## [GIVEN TASK]
Please repeat each of the lines below word for word, leaving the pictures out of your answer.

## [STORED DATA]
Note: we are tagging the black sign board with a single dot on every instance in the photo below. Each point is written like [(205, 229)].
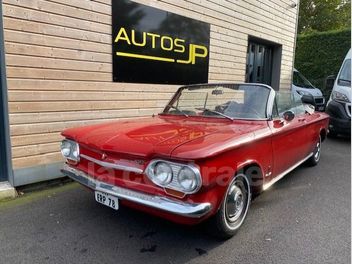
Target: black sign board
[(155, 46)]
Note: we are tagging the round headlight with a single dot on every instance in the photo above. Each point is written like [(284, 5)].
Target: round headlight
[(187, 179), (66, 148), (162, 173)]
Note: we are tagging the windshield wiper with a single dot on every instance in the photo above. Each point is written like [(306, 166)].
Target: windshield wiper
[(343, 80), (178, 110), (215, 112)]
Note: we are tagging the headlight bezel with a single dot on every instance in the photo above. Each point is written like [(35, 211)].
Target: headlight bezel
[(74, 155), (192, 170), (176, 168), (156, 179)]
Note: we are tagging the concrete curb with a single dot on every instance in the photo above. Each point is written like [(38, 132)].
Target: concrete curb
[(7, 191)]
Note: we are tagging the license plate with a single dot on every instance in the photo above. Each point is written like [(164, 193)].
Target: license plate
[(107, 199)]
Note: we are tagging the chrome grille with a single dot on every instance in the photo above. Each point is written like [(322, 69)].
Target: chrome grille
[(348, 108)]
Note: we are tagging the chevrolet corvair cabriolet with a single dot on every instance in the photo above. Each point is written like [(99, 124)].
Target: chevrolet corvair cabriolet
[(203, 158)]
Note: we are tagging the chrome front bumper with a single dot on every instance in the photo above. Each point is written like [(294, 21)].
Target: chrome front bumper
[(192, 210)]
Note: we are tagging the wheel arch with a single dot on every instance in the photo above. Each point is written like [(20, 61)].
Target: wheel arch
[(323, 134)]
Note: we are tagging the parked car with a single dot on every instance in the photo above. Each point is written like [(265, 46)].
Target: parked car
[(202, 158), (303, 87), (339, 104)]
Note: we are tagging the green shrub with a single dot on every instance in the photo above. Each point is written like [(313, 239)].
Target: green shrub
[(320, 54)]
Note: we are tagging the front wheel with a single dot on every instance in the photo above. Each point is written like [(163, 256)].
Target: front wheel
[(233, 211), (314, 160)]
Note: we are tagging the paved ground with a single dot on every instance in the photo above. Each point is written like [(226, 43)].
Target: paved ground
[(304, 218)]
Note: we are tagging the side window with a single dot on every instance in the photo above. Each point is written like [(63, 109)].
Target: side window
[(298, 105), (286, 101)]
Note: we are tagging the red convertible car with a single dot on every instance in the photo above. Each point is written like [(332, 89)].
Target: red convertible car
[(212, 148)]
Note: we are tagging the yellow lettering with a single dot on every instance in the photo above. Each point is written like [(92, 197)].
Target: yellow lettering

## [EXERCISE ANSWER]
Note: we are tagging the black sign board with a single dot on every instance in the photo below. Each point is written like [(205, 229)].
Target: black sign board
[(155, 46)]
Note: we are tagging the round headlight with a single dot on every instance in the photo above. Each point is written like [(284, 5)].
Target: round headlight
[(187, 179), (66, 148), (162, 173)]
Note: we are tagging the windshield wiper with a single dot on every instance in the photo above. Each point is written like [(306, 166)].
Target: windshield wiper
[(343, 80), (178, 110), (215, 112)]
Note: we are tagging the headlight bezel with a single dot on every instance in the photo above. Each point is written like [(35, 211)].
Target: headlight bezel
[(74, 155), (192, 170), (176, 168), (156, 179)]
Note: we are tagging the concrete curb with a single dot on every instance in the photo above. Each point is written like [(38, 132)].
Target: concrete curb
[(7, 191)]
Note: we are tagging the license plate with a single dot on every instance in the photo above. Each point is written like [(164, 193)].
Target: license plate
[(107, 199)]
Note: we are tagging the chrome grille with a single dot on every instance in the photo above. Each point is written like [(322, 69)].
Target: chrome grille
[(348, 108)]
Note: we are tagging the chevrolet corvair cabriolet with a single dot on every instance in the photo above. Each point is written like [(99, 124)].
Target: chevrolet corvair cabriolet
[(203, 158)]
Note: we are tagging the chrome front bumper with a single dot on every instance in the photo above. Each point is written like [(294, 21)].
Target: chrome front bumper
[(192, 210)]
Note: we are tagging the wheel arch with a single dot on every instance in the photo above. Each point is written like [(20, 61)].
Target: wheel arch
[(323, 134)]
Note: we are tagging the parked car with a single dot on every instance in the photo above. Each point is written like [(265, 46)].
Target: parked car
[(202, 158), (303, 87), (339, 104)]
Note: we are tagging the green shrub with a single dot on every instance in the photo above. Each point is written like [(313, 239)].
Target: green shrub
[(320, 54)]
Note: we are tagging the front wheel with a single dot on every instance in the photo above. Each point is written like [(163, 256)].
Target: front wheel
[(233, 211), (314, 160)]
Note: we are tagging the paved ground with a single dot on every instance in the photo above. Each point is written like [(226, 43)].
Target: paved ground
[(304, 218)]
Note: we are tagging the side window with a single dot on every instance in the photo above. Each point is written like [(63, 109)].
Target: side window
[(298, 105), (286, 101)]
Note: we are tagging the red convertible car with a single dot on every instance in the photo above. Each point is written like [(332, 89)].
Target: red convertible car
[(212, 148)]
Note: we are tagging the yellow lettering with a single dot on every instance in the photo above. Each point is written like [(92, 197)].
Target: yellow lettering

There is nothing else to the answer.